Your instructions:
Render the lines of the listing below as a Markdown table with the columns Row and Line, starting at the line that contains "Detect all instances of green tree foliage." and ending at the last line of the listing. Number the rows and leave out any blank lines.

[Annotated coordinate records]
::::::::
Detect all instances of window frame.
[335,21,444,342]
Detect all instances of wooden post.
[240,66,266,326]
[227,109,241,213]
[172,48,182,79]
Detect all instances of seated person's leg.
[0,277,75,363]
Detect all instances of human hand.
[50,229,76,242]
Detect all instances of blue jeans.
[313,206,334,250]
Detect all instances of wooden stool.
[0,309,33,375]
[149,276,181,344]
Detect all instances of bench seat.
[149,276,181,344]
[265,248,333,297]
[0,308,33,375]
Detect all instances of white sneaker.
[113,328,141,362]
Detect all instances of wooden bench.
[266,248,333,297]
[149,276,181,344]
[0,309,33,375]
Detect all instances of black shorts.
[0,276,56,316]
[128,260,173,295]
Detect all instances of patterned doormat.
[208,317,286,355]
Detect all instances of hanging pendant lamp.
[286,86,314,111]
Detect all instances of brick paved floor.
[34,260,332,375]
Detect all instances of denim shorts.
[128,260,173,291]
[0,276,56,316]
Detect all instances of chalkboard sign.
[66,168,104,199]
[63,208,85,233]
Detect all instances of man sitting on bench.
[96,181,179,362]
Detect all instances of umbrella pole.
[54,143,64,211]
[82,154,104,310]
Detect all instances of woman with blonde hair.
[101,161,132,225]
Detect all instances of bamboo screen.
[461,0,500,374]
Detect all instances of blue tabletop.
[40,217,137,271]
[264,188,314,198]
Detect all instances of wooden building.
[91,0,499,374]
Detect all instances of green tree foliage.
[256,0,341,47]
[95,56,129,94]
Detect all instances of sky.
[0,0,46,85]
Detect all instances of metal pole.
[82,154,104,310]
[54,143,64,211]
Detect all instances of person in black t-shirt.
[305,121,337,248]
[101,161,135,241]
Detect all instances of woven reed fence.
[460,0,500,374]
::::::::
Expected answer:
| Row | Line |
|---|---|
| 1 | Detect all instances of green tree foliage. |
| 2 | [256,0,341,47] |
| 3 | [95,56,129,94] |
| 4 | Detect all instances of sky. |
| 5 | [0,0,46,85] |
| 6 | Detect all instances of metal pole. |
| 7 | [82,154,104,310] |
| 8 | [54,143,64,211] |
| 9 | Detect all instances of person in black t-shirt. |
| 10 | [305,121,337,248] |
| 11 | [101,161,135,241] |
| 12 | Detect all instances of woven reed fence. |
| 13 | [460,0,500,374] |